--- begin ---
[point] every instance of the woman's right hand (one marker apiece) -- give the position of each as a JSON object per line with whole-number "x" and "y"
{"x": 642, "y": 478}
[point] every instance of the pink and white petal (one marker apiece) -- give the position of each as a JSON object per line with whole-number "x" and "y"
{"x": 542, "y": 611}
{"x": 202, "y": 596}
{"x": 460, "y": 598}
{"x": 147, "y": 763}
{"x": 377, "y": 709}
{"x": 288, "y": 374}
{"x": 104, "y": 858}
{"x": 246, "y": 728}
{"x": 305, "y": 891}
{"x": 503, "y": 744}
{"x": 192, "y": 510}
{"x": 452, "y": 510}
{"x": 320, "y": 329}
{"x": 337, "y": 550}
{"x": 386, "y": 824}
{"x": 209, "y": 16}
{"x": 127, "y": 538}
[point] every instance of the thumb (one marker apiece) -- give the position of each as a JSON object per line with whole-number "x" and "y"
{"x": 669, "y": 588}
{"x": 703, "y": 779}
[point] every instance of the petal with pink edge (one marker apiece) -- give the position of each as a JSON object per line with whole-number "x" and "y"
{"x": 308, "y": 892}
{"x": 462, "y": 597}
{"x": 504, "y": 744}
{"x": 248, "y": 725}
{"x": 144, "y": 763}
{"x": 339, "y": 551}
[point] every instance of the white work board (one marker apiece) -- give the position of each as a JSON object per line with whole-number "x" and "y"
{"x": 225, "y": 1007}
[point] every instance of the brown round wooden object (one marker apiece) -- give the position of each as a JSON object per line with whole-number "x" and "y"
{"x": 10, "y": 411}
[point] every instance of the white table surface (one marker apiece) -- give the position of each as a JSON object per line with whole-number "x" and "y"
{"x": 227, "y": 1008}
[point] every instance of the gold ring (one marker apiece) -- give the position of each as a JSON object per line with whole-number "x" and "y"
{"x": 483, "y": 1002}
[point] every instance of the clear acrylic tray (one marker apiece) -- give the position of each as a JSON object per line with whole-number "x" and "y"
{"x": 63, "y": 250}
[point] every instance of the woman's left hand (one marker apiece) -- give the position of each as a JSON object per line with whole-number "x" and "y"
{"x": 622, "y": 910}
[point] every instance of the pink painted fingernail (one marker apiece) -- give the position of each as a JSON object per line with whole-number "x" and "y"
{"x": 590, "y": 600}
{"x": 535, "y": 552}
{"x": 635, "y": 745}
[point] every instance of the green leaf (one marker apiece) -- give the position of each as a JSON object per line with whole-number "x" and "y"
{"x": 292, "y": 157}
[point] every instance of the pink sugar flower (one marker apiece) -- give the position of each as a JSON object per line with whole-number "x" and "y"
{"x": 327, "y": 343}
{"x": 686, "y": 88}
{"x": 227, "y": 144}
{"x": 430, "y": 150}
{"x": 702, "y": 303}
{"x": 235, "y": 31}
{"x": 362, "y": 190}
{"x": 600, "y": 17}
--- end ---
WRITTEN REQUEST:
Reproduce every line of the listing above without changing anything.

RESULT FOR THIS TASK:
[point] every instance of the woman's right hand (one marker apiece) -- give the position of each as a JSON object per line with whole-number "x" and "y"
{"x": 642, "y": 478}
[point] every instance of the pink and white petal (one marker apiece) -- give the position of each as a JSON object per line with whole-number "x" and "y"
{"x": 542, "y": 611}
{"x": 202, "y": 596}
{"x": 460, "y": 598}
{"x": 147, "y": 763}
{"x": 377, "y": 709}
{"x": 288, "y": 374}
{"x": 104, "y": 858}
{"x": 246, "y": 728}
{"x": 305, "y": 891}
{"x": 503, "y": 744}
{"x": 192, "y": 510}
{"x": 452, "y": 510}
{"x": 320, "y": 329}
{"x": 337, "y": 550}
{"x": 386, "y": 824}
{"x": 209, "y": 16}
{"x": 127, "y": 538}
[point] every instance of the thumb (one marker apiece) -- give the position of each as a JSON object per line with whole-number "x" and "y"
{"x": 669, "y": 588}
{"x": 703, "y": 779}
[point] every instance of the petal with pink edge (one marker apiece) -- give the position of each as a JSON object per line with whole-number "x" and "y"
{"x": 308, "y": 892}
{"x": 462, "y": 597}
{"x": 504, "y": 744}
{"x": 248, "y": 725}
{"x": 144, "y": 763}
{"x": 339, "y": 551}
[point] every instance of the white work board (one marker apiece) -- give the position of each as a JSON object per line with whole-number "x" and "y"
{"x": 225, "y": 1007}
[point] every instance of the brown round wooden object (one marker apiece) -- give the position of each as a JSON object per line with whole-number "x" and "y"
{"x": 10, "y": 411}
[point] every instance of the white table surface (one marker apiece) -- give the position of each as a JSON object per line with whole-number "x" and "y"
{"x": 227, "y": 1008}
[point] every instance of the gold ring (one marker apiece) -- give the position of each as a JSON object per line with whole-number "x" and "y"
{"x": 483, "y": 1002}
[point] every instance of the clear acrylic tray (one marker apiece) -- give the position of each as a JSON object per line with whole-number "x" and "y"
{"x": 63, "y": 250}
[point] every instance of the woman's left hand (one marker apiece) -- give the position of each as a JSON object per line with whole-number "x" and "y"
{"x": 622, "y": 910}
[point] every instance of the pink painted fingernail (one marker apiece) -- give the position of each as a JSON object per line with whole-number "x" and "y"
{"x": 590, "y": 600}
{"x": 535, "y": 552}
{"x": 635, "y": 745}
[point] every instance of the green leaf (one marker apiece) -- give the position of each as a JSON object per line with whole-number "x" and "y"
{"x": 292, "y": 157}
[point] every instance of the pink sugar flower (one marker apiece) -- give the position of each as a JSON object per line with whole-number "x" and "y"
{"x": 327, "y": 343}
{"x": 686, "y": 88}
{"x": 227, "y": 144}
{"x": 430, "y": 150}
{"x": 702, "y": 303}
{"x": 235, "y": 31}
{"x": 362, "y": 190}
{"x": 600, "y": 17}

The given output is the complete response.